Los porfirianos se preocuparon mucho por dejar claro que el alcohol era una de las fuentes de las calamidades que aquejaban a los mexicanos de a pie. Una mirada enturbiada por los tragos, bien podía ser el preámbulo de una tragedia. Un empujón, aderezado por unas cuantas copas, podía convertirse en una invitación para que la muerte se sentara a la mesa Treinta años después, los dramas seguían ocurriendo en los mismos lugares. De vez en cuando, se llevaban por delante a ídolos, a jóvenes prometedores que, en un segundo, se volvían carne de nota roja.

historias sangrientas

Un solo tiro bastó para matar a Guty. La bala le reventó el corazón.

Un solo tiro bastó para matar a Guty. La bala le reventó el corazón.

Se derrumbó con los ojos abiertos, lentamente, casi sin darse cuenta de que eran los últimos instantes de su existencia. Quedó tendido en el suelo del viejo y famoso Salón Bach, que tantas historias, emocionantes, unas, terribles otras, guardaba en sus gabinetes. Quedó tendido, los pies cruzados, la boca entreabierta y la mirada en el techo. Cuando llegaron los gendarmes, se dieron cuenta de que no era uno más de los dramas de cantina a los que estaban acostumbrados a enfrentarse. Porque ese cadáver, esbelto, vestido con saco y corbata, bien peinado, de bigote fino, era el de Agusto, “Guty” Cárdenas Pinelo, cantor y compositor, regalo de las tierras yucatecas para todo México.

Y, aunque las fotografías que se tomaron en aquel momento, que muestran al gran Guty en el suelo, mirando algo más allá de esta vida, no dan cuenta de su identidad, al día siguiente, la noticia llenó las primeras planas de los diarios, resonó en las estaciones de la joven radio mexicana, que tan bien había tratado al joven muerto.
+++
(Ejercicios)
A) Traduce al inglés esta oración del texto sobre la muerte de Guty Cárdenas: «Quedó tendido, los pies cruzados, la boca entreabierta y la mirada en el techo.»
B) Copia sin cambios el tramo del texto sobre la muerte de Guty Cárdenas que va desde "Se derrumbó con" hasta "para todo México.".

(Entradas)
+++
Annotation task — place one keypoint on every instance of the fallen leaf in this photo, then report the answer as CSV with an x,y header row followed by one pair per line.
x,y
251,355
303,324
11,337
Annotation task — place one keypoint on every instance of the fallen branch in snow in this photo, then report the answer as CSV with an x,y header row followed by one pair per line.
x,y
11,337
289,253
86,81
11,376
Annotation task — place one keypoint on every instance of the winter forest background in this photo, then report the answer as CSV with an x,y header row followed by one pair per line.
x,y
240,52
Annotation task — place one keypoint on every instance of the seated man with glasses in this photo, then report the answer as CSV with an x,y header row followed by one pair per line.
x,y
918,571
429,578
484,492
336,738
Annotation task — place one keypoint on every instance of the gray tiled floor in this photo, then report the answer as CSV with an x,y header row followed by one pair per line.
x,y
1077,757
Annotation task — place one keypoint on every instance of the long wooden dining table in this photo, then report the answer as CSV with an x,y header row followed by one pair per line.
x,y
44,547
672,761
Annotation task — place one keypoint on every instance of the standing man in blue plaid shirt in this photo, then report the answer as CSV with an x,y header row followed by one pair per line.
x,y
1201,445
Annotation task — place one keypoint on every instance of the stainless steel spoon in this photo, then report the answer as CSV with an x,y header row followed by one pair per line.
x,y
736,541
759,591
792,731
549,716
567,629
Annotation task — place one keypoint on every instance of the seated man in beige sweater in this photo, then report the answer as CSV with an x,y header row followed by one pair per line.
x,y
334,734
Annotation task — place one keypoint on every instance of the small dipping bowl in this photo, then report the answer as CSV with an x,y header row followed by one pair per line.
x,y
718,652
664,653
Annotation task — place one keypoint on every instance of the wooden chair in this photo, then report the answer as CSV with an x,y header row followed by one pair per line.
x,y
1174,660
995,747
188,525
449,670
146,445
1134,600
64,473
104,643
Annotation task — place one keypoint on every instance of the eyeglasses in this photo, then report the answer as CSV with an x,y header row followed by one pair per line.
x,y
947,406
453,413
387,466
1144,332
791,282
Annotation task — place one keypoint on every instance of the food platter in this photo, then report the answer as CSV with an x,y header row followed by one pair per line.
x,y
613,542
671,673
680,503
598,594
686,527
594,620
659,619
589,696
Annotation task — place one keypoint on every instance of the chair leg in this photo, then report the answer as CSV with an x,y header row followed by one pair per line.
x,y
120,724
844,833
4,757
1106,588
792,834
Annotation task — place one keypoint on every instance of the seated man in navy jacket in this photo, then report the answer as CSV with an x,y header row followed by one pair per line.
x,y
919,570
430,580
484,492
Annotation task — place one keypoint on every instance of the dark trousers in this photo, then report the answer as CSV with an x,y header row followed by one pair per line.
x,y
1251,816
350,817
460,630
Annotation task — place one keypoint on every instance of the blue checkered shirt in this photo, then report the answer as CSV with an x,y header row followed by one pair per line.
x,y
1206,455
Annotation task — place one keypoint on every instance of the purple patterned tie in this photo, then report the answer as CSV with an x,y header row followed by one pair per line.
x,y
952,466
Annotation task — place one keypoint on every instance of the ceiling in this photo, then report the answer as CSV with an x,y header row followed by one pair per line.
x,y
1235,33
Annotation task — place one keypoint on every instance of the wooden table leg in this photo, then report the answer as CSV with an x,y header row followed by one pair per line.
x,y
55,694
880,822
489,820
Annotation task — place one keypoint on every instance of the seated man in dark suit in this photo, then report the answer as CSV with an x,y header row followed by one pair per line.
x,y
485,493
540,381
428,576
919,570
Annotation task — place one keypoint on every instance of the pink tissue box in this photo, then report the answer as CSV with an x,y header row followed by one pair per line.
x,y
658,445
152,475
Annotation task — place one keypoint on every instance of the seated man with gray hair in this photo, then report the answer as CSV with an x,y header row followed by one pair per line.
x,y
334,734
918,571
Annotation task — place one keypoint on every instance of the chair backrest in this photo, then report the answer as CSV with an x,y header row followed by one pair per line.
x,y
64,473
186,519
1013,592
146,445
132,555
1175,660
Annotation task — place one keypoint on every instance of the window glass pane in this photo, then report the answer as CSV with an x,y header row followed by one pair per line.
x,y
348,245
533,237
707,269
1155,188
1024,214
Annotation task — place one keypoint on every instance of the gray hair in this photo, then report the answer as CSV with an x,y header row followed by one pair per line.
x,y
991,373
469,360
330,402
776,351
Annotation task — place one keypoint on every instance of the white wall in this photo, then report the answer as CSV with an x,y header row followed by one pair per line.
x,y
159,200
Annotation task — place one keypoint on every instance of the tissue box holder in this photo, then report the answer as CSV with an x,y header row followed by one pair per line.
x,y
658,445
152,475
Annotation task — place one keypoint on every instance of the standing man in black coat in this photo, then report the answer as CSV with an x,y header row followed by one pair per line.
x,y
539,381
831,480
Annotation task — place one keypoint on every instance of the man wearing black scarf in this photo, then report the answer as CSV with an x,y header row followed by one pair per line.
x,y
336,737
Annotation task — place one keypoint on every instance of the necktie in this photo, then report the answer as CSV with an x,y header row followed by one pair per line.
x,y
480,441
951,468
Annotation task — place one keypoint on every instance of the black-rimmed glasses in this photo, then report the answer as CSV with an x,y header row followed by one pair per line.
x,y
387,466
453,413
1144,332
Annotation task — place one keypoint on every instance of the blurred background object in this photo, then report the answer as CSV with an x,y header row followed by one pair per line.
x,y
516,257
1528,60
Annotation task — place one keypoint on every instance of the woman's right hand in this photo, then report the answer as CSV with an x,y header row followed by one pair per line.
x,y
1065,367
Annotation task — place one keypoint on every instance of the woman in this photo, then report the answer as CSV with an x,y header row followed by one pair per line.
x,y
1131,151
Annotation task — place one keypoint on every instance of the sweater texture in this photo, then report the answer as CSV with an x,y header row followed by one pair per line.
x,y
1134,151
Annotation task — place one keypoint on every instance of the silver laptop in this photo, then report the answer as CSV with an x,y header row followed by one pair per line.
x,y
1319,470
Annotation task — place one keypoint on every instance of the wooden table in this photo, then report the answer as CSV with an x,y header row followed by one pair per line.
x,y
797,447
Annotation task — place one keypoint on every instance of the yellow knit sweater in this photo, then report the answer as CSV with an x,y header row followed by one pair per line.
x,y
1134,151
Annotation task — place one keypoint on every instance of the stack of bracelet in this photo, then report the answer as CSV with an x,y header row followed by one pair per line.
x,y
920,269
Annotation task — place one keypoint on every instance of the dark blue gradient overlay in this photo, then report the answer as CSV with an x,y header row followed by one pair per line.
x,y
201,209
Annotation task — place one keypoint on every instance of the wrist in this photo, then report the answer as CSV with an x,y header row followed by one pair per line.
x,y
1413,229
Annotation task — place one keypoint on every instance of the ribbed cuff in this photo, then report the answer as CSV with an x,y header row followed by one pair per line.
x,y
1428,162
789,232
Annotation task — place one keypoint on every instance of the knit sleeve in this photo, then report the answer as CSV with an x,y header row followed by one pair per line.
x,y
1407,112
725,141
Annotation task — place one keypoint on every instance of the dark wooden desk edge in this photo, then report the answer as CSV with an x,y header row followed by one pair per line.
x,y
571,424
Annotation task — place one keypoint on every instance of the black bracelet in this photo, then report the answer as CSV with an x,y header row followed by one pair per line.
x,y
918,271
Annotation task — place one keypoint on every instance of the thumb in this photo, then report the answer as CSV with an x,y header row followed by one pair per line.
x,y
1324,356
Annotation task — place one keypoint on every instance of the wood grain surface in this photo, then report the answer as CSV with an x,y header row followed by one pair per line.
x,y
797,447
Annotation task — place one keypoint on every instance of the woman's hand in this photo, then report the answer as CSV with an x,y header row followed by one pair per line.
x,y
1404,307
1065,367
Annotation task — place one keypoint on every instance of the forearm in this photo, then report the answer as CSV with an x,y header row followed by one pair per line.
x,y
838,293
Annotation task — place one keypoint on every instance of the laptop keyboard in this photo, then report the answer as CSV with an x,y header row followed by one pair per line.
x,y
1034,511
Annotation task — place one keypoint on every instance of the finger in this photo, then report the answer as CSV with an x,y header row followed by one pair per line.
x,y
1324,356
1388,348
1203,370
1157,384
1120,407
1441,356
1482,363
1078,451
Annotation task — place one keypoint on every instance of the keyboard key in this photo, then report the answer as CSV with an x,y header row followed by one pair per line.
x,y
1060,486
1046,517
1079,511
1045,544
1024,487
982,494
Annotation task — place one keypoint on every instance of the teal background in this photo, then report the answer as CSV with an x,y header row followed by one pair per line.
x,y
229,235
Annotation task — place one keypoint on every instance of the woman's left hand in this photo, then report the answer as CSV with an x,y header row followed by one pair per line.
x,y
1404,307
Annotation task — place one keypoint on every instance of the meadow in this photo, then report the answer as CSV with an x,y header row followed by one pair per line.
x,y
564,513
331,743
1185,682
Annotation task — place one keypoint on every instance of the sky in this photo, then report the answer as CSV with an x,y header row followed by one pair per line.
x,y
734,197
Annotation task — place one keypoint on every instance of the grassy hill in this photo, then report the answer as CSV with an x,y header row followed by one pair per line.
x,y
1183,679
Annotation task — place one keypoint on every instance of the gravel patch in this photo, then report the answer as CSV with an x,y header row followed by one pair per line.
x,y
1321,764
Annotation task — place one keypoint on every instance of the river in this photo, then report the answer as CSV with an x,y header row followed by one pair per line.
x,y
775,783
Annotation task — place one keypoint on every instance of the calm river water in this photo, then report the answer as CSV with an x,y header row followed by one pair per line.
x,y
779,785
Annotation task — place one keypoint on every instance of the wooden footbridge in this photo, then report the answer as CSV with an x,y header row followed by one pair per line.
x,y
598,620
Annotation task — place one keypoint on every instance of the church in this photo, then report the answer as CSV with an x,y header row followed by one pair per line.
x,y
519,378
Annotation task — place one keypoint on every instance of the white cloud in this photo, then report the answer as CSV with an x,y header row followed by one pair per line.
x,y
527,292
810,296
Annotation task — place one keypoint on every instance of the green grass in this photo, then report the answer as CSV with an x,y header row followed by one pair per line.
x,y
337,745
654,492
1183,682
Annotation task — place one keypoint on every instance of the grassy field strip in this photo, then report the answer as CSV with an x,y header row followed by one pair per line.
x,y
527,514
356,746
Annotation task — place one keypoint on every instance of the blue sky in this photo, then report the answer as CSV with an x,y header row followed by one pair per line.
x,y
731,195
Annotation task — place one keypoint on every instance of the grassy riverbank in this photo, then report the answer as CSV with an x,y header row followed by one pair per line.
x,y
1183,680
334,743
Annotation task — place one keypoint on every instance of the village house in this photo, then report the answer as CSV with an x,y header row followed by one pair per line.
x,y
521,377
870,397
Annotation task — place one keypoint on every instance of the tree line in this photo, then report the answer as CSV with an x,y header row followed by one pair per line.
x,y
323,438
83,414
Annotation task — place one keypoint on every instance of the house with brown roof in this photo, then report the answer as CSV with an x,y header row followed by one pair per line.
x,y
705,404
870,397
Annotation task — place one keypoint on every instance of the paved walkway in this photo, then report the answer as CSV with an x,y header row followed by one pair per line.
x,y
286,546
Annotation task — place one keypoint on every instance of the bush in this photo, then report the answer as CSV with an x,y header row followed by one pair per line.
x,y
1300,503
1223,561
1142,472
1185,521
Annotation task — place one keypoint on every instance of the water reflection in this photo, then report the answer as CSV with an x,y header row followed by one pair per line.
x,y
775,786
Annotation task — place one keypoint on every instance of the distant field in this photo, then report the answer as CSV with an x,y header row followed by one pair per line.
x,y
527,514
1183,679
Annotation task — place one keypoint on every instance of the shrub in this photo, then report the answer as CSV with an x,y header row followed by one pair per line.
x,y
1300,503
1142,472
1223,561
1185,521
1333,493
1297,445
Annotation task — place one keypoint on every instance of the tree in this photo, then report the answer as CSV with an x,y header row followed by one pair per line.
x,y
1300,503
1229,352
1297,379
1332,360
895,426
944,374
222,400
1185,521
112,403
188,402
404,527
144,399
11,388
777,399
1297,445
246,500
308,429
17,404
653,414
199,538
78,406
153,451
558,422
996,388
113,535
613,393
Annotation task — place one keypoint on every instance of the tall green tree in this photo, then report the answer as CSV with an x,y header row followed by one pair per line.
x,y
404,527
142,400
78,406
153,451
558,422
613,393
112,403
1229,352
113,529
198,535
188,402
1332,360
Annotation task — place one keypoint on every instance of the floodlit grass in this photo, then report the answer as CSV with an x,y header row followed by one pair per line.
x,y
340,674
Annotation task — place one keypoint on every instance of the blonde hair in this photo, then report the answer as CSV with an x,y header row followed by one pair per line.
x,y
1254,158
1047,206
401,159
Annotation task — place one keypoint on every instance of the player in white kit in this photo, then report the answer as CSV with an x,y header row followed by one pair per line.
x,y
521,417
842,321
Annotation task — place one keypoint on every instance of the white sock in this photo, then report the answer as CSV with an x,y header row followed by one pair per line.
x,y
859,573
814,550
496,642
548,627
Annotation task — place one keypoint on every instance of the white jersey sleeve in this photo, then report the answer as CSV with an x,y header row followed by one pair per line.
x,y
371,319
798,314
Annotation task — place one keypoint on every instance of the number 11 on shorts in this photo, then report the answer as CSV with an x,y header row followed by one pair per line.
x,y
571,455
+++
(Soluciones desarrolladas)
A) He lay stretched out, his feet crossed, his mouth half-open and his gaze on the ceiling.

B)
Se derrumbó con los ojos abiertos, lentamente, casi sin darse cuenta de que eran los últimos instantes de su existencia. Quedó tendido en el suelo del viejo y famoso Salón Bach, que tantas historias, emocionantes, unas, terribles otras, guardaba en sus gabinetes. Quedó tendido, los pies cruzados, la boca entreabierta y la mirada en el techo. Cuando llegaron los gendarmes, se dieron cuenta de que no era uno más de los dramas de cantina a los que estaban acostumbrados a enfrentarse. Porque ese cadáver, esbelto, vestido con saco y corbata, bien peinado, de bigote fino, era el de Agusto, “Guty” Cárdenas Pinelo, cantor y compositor, regalo de las tierras yucatecas para todo México.